▶ **List of tasks**
1. Reproduce everything in the tribute to Elizabeth Barrett-Connor from "Her early work" down to "of chronic diseases.".
2. Continue the tribute to Elizabeth Barrett-Connor from its final sentence.

▶ **Text under study**
--------------------------------

Elizabeth Barrett-Connor, a colossus in chronic disease epidemiology, died on 9 June 2019. It was especially poignant that Dr. Barrett-Connor died the same day that one of her numerous mentees, Assiamira Ferrara, was giving the American Diabetes Association’s Norbert Freinkel Award lecture for outstanding work in the understanding of diabetes in pregnancy. Among her long list of legacies, the many superstar scientists whom Dr. Barrett-Connor has mentored, and many of whom have modeled themselves after her, will remain a vastly enduring contribution.
Born on 8 April 1935 in Evanston, IL, Dr. Barrett-Connor graduated from Cornell Medical School in 1960 and completed her residency in internal medicine. She saw the importance of science in medicine and went to the London School of Hygiene and Tropical Medicine to train in epidemiology. Elizabeth was as visionary as she was bold, and I recall her telling me about her early challenges going against what was the norm. For example, a senior male physician colleague, reacting to her desire to pursue epidemiology, said, “So, you don’t want to see patients but be counting?” Her reply was, “Yes, I plan to count really damn well.”
Her early work was as an infectious diseases physician and epidemiologist at the University of Miami, where she worked for 5 years. However, serendipity had other plans for her. In 1970, she moved with her husband, Jim, to California, where she joined the faculty of the University of California San Diego (UCSD). It was here where she saw an important new opportunity in lipid research and quickly started the Rancho Bernardo cohort study, a move that would eventually define her as a foremost epidemiologist in the area of chronic diseases.
Throughout her long and productive career at UCSD, Dr. Barrett-Connor was at the forefront of advances in the field of chronic disease epidemiology, and her contributions across the spectrum of diseases are evident in her over 1,000 publications and her place among the highly cited in several topics. She led many important investigations and was a central player in numerous landmark observational and interventional studies. Among her many scientific contributions, her work in the understanding of the role of sex hormones in heart disease and osteoporosis was groundbreaking. But she never rested on her laurels, and always got involved and immersed in new challenges as they arose—diabetes, bone health, aging…you name it.

--------------------------------

▶ **Source material**
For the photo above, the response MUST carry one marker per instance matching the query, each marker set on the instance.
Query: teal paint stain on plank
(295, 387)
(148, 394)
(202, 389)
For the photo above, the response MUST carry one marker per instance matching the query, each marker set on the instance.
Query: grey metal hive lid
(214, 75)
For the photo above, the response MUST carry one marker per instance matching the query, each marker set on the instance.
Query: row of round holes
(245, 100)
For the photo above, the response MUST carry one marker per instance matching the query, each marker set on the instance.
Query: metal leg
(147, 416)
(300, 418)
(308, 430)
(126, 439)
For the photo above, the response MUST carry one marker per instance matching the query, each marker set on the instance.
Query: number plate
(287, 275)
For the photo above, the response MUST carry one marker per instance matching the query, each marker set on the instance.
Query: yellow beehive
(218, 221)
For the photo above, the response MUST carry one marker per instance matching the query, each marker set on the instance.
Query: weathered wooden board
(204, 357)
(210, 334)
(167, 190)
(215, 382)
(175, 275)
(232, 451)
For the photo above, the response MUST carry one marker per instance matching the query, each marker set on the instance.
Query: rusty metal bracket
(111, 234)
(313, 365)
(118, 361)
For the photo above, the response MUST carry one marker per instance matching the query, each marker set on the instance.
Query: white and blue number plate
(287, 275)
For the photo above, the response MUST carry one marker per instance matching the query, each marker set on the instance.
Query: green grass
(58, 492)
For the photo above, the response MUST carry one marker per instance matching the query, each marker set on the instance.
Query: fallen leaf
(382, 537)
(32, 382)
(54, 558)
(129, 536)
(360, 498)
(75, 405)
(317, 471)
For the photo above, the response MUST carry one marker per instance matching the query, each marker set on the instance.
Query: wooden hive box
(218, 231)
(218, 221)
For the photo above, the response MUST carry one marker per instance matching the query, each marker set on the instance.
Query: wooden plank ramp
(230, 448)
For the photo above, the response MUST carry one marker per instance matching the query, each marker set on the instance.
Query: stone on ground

--------------------------------

▶ **Written responses**
1.
Her early work was as an infectious diseases physician and epidemiologist at the University of Miami, where she worked for 5 years. However, serendipity had other plans for her. In 1970, she moved with her husband, Jim, to California, where she joined the faculty of the University of California San Diego (UCSD). It was here where she saw an important new opportunity in lipid research and quickly started the Rancho Bernardo cohort study, a move that would eventually define her as a foremost epidemiologist in the area of chronic diseases.

2.
Dr. Barrett-Connor was a critical thinker and equally creative, and often took positions widely at loggerheads with conventional wisdom, and used any and every bully pulpit to be heard, often proving her position right with time and new data. An illustration of Elizabeth’s forthrightness is her substantial contribution to the evidence for and against hormone replacement therapy (HRT) and heart disease. Her analysis and opinion on this topic, published in an article in the JAMA in 1991, summarizes the motivating force behind the National Institutes of Health (NIH) funding the 600+ million dollar Women’s Health Initiative (WHI) to test the question of whether HRT reduced heart disease. Earlier, Dr. Barrett-Connor was a dissenting voice on a U.S. Food and Drug Administration panel, which would have otherwise recommended heart disease prevention as an indication for HRT, based on the evidence from observational studies. She was adamant that a well-designed trial was essential before an indication was justified, and sure enough, the WHI returned a null finding, affirming the value of Dr. Barrett-Connor’s cautionary principle.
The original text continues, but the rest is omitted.